• [WHAT TO PRODUCE] What is needed is a verbatim copy of all the records.

──────── DATA UNDER STUDY

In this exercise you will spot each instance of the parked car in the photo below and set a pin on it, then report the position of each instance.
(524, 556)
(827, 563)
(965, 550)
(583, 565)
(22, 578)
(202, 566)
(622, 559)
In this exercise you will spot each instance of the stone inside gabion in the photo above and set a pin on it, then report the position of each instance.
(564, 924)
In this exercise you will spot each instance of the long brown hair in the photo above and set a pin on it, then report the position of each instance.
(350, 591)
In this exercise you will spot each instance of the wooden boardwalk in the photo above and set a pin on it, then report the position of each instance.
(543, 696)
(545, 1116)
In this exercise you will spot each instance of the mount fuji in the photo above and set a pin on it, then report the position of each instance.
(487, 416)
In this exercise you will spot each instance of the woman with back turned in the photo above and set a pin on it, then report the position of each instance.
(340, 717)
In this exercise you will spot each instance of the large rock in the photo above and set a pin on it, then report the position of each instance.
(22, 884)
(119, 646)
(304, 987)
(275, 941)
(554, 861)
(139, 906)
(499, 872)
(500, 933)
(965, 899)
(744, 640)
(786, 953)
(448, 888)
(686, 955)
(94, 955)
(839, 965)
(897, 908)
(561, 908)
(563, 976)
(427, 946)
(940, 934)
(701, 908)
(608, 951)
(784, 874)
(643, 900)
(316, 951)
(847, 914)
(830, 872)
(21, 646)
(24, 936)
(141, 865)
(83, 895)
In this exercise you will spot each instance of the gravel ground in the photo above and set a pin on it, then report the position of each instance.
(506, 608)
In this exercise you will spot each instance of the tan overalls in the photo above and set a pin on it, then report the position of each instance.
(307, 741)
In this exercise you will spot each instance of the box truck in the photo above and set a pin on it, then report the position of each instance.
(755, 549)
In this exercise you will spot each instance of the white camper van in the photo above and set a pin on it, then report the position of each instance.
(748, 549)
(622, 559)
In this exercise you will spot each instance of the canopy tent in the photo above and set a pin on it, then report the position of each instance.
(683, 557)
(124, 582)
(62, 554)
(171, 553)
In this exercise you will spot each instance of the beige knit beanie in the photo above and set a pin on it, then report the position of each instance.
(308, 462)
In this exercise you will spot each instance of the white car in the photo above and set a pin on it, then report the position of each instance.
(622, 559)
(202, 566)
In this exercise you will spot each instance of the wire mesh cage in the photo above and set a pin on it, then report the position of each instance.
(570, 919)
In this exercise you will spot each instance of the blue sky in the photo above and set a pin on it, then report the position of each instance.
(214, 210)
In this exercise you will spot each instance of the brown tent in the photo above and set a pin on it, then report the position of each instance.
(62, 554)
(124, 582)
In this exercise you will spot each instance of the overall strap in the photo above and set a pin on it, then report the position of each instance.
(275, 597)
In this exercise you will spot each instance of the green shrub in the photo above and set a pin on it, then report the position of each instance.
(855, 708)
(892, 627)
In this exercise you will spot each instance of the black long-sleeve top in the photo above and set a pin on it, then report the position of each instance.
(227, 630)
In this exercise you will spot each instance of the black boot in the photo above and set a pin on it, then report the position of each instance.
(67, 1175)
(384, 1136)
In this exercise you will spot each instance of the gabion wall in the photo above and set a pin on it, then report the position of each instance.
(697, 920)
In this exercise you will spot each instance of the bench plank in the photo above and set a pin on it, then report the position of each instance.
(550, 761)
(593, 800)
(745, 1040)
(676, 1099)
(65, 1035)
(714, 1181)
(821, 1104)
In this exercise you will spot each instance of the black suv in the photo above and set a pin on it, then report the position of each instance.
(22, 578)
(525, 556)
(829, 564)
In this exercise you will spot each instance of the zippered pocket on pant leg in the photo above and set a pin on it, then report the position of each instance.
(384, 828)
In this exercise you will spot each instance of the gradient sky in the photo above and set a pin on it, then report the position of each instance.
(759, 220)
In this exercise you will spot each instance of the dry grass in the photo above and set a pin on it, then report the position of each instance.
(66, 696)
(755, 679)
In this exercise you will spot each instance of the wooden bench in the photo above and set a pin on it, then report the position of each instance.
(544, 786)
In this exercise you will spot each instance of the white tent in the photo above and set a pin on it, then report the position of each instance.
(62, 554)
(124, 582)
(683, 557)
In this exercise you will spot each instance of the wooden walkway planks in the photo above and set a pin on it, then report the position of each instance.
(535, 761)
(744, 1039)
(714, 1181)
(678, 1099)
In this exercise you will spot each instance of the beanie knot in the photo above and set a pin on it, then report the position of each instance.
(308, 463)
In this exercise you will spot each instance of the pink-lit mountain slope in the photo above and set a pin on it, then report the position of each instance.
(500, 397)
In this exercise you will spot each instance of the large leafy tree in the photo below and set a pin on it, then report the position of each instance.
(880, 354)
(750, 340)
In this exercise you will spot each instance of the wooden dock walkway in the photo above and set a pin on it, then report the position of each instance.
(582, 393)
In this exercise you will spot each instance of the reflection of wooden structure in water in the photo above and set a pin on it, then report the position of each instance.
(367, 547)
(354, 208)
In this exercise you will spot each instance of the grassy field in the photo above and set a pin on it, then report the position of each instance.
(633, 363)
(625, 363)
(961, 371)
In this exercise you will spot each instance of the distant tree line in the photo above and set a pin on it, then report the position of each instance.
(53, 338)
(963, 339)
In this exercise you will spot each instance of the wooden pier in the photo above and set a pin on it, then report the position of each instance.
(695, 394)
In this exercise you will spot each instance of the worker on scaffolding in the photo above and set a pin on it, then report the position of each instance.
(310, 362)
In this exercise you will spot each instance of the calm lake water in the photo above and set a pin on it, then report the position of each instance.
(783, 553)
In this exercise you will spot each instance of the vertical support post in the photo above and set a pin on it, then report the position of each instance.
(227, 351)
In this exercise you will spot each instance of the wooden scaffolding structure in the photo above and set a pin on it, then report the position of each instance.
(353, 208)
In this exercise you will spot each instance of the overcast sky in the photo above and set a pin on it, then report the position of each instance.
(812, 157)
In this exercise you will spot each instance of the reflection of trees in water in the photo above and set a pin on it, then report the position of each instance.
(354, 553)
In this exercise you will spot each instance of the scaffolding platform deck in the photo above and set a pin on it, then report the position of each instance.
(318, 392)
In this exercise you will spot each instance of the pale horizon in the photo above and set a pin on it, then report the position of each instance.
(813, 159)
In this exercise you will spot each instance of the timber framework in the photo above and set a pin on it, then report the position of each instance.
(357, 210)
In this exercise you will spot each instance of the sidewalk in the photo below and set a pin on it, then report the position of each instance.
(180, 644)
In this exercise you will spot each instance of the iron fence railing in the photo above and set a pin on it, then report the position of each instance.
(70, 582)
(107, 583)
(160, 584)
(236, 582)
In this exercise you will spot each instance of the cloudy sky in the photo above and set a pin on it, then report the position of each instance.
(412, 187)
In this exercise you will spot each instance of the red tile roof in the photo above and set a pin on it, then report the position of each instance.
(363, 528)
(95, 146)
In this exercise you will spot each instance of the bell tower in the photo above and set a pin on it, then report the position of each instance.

────────────────

• [SOLUTION TO THIS TASK]
In this exercise you will spot each instance of the parked car in the photo below and set a pin on it, then report the position of each instance.
(524, 556)
(827, 563)
(965, 550)
(583, 565)
(22, 578)
(202, 566)
(622, 559)
In this exercise you will spot each instance of the stone inside gabion in the photo above and set a pin on it, then report the position of each instance.
(564, 924)
In this exercise you will spot each instance of the long brown hair in the photo above and set a pin on it, then report the position of each instance.
(350, 591)
In this exercise you will spot each instance of the wooden boardwalk in the photo above and set a pin on it, then report the position of each instance.
(543, 696)
(545, 1116)
In this exercise you will spot each instance of the mount fuji in the photo above and set a pin on it, then report the position of each instance.
(487, 416)
In this exercise you will spot each instance of the woman with back turned in the photo above and set a pin on it, then report the position of each instance.
(340, 717)
In this exercise you will spot each instance of the large rock in the photo above and set a pin on it, then report the position of each instance.
(22, 884)
(119, 646)
(304, 987)
(275, 941)
(554, 861)
(139, 906)
(499, 872)
(500, 933)
(965, 899)
(744, 640)
(786, 953)
(448, 888)
(686, 955)
(94, 955)
(839, 965)
(897, 908)
(561, 908)
(563, 976)
(427, 946)
(940, 934)
(701, 908)
(608, 951)
(784, 874)
(643, 900)
(316, 951)
(847, 914)
(830, 872)
(21, 646)
(24, 936)
(141, 865)
(83, 895)
In this exercise you will spot each instance of the gravel ground in the photo above and set a pin on it, then report the position of each instance.
(506, 608)
In this exercise you will spot each instance of the tan overalls in the photo above and set a pin on it, then report the position of each instance.
(307, 741)
In this exercise you will spot each instance of the box truck in the photo above and set a pin on it, then report the position of each instance.
(755, 549)
In this exercise you will spot each instance of the white camper van in the photo above and set a pin on it, then report the position of each instance.
(748, 549)
(622, 559)
In this exercise you will spot each instance of the canopy tent in the photo above and set a pin on it, then report the position of each instance.
(683, 557)
(124, 582)
(62, 554)
(171, 553)
In this exercise you will spot each instance of the beige knit beanie in the photo above and set a pin on it, then report the position of each instance.
(308, 462)
In this exercise you will spot each instance of the white car in the photo above and set a pin on it, then report the position of each instance.
(622, 559)
(202, 566)
In this exercise you will spot each instance of the wire mesh cage in the photo above and set a pin on it, then report the position of each instance.
(570, 919)
In this exercise you will spot each instance of the blue sky in the photo above and set a pin on it, then report the position of each instance.
(214, 210)
In this exercise you will spot each instance of the brown tent in the photo above and set a pin on it, then report the position of each instance.
(62, 554)
(124, 582)
In this exercise you will spot each instance of the overall strap in the photo above and set a pin on it, then report the position of each instance.
(275, 597)
In this exercise you will spot each instance of the green shrub in the photo above and set a pin on it, then report the position of each instance.
(855, 708)
(892, 627)
In this exercise you will spot each instance of the black long-sleeve top in the photo above and set a pin on it, then report the position of each instance.
(227, 630)
In this exercise you will spot each instance of the black boot in the photo above and set a pin on it, then report the position of each instance.
(67, 1175)
(384, 1136)
In this exercise you will spot each instance of the gabion wall in the photo above and set a pin on it, then report the position of each instance.
(697, 920)
In this exercise you will spot each instance of the bench plank in the photo above and set a pin on it, then report the position of each instance.
(550, 761)
(593, 800)
(745, 1040)
(676, 1099)
(65, 1035)
(714, 1181)
(821, 1104)
In this exercise you will spot each instance of the black suv in the photo above and set a pin on it, then report the position of each instance.
(22, 578)
(525, 556)
(829, 564)
In this exercise you will spot each instance of the zippered pocket on pant leg in the photo above and set a pin on it, then report the position of each instance.
(384, 828)
In this exercise you will spot each instance of the gradient sky in the photo above and set a pin on it, then report the position of each instance.
(759, 220)
In this exercise you will spot each instance of the dry grass in the photo above and set a pin on it, then report the position of each instance.
(66, 696)
(755, 679)
In this exercise you will spot each instance of the wooden bench in the photo above and set a pin on it, then report the position of each instance.
(544, 786)
In this exercise you will spot each instance of the white tent in the photo above and set a pin on it, then report the position of each instance.
(62, 554)
(124, 582)
(683, 557)
In this exercise you will spot each instance of the wooden walkway planks in the photo above and set a pin on it, then report the position of each instance.
(535, 761)
(744, 1039)
(714, 1181)
(678, 1099)
In this exercise you will spot each instance of the beanie knot in the photo above and set a pin on it, then report the position of each instance.
(308, 463)
In this exercise you will spot each instance of the pink-lit mountain slope in the photo above and set a pin on it, then report the position of each instance.
(500, 397)
In this exercise you will spot each instance of the large leafy tree in the photo below and set a pin on it, then report the position of each instance.
(880, 354)
(750, 340)
In this exercise you will spot each instance of the wooden dock walkway in the photo above and set a pin on it, then report the position of each instance.
(582, 393)
In this exercise you will spot each instance of the reflection of wooden structure in water in the photo above and set a pin on it, then report the position of each instance.
(367, 547)
(354, 208)
In this exercise you will spot each instance of the grassy field in the photo above and set a pin on it, then report the position of each instance.
(633, 363)
(625, 363)
(961, 371)
In this exercise you will spot each instance of the distant tree line in the photo above and set a pin on it, then report the position of each instance.
(53, 338)
(963, 339)
In this exercise you will spot each instance of the wooden pier in the photo above and set a pin on it, then report the position of each instance.
(695, 394)
In this exercise you will spot each instance of the worker on scaffolding in the photo above and set a pin on it, then report the position of each instance.
(310, 362)
In this exercise you will spot each instance of the calm lake water in the photo above and set a pin on it, then report the position of each instance.
(783, 553)
In this exercise you will spot each instance of the vertical support post in the photo above and set a pin on it, then report the position of each instance.
(227, 351)
In this exercise you will spot each instance of the wooden scaffolding structure in the photo above and set a pin on it, then report the position of each instance.
(353, 208)
In this exercise you will spot each instance of the overcast sky in the photo above and set a pin on it, then report the position of each instance.
(812, 157)
In this exercise you will spot each instance of the reflection of trees in water in the photo above and set a pin on it, then report the position of each instance.
(354, 553)
In this exercise you will spot each instance of the scaffolding platform deck in the photo above and set a pin on it, then report the position of each instance.
(318, 392)
In this exercise you will spot each instance of the pale horizon in the photo above and set a pin on it, then report the position of each instance.
(813, 159)
In this exercise you will spot each instance of the timber framework in the photo above and set a pin on it, then report the position of each instance.
(357, 210)
In this exercise you will spot each instance of the sidewalk in the photo below and set a pin on it, then report the position of each instance.
(180, 644)
In this exercise you will spot each instance of the iron fence railing in the photo above and set a pin on it, then report the position of each instance.
(70, 582)
(107, 583)
(160, 584)
(236, 582)
In this exercise you will spot each instance of the cloudy sky in the photo above and set a pin on it, then report the position of each instance.
(412, 187)
In this exercise you will spot each instance of the red tile roof in the photo above and set a pin on it, then report the position of each instance.
(363, 528)
(95, 146)
In this exercise you will spot each instance of the bell tower in the photo above and set a pin on it, then report the position of each instance.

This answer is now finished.